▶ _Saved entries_
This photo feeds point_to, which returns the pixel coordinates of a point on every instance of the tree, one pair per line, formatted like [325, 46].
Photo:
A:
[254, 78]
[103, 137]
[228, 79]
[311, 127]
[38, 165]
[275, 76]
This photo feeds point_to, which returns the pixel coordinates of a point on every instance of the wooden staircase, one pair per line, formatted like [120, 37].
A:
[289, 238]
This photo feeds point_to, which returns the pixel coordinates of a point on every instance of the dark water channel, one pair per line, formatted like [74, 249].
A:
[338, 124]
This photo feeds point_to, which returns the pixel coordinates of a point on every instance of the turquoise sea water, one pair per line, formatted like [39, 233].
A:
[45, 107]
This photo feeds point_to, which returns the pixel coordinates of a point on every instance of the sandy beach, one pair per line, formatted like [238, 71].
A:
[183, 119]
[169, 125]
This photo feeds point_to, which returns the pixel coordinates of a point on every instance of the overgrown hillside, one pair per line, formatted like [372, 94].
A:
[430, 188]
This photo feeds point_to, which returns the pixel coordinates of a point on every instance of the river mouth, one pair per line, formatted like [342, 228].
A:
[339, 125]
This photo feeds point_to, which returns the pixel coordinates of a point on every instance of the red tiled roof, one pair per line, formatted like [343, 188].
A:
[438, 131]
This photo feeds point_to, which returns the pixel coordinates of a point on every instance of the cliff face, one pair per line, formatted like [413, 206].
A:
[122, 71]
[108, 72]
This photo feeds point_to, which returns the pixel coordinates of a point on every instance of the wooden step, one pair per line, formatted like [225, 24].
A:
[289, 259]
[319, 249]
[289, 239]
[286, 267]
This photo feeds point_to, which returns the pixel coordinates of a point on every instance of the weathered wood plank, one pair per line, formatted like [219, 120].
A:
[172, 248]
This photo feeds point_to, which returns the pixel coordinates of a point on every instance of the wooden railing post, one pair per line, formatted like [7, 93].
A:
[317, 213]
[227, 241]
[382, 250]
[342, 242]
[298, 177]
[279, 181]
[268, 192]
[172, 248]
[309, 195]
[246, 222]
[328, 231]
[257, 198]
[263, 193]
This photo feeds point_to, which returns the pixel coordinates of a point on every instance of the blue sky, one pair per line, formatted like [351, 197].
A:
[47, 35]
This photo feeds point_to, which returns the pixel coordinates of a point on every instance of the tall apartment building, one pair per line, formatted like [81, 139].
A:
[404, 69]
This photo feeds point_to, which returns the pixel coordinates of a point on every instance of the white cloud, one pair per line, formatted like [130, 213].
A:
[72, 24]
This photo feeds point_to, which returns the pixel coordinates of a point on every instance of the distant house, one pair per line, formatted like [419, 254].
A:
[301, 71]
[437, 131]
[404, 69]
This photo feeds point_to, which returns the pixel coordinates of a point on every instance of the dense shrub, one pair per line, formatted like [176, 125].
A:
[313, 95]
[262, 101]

▶ _EXERCISE PROMPT_
Exactly and exclusively, repeat the lines from the line that contains "like [419, 254]." through the end of the records, both ends included.

▶ _THE ANSWER_
This photo feeds point_to, which returns the pixel coordinates of a point on every instance of the distant house, one pair per line, formatted like [419, 254].
A:
[301, 71]
[437, 131]
[404, 69]
This photo feeds point_to, which returns the pixel coordinates of a point on every instance of the dense shrub, one pair per line, formatted like [176, 125].
A:
[313, 95]
[262, 101]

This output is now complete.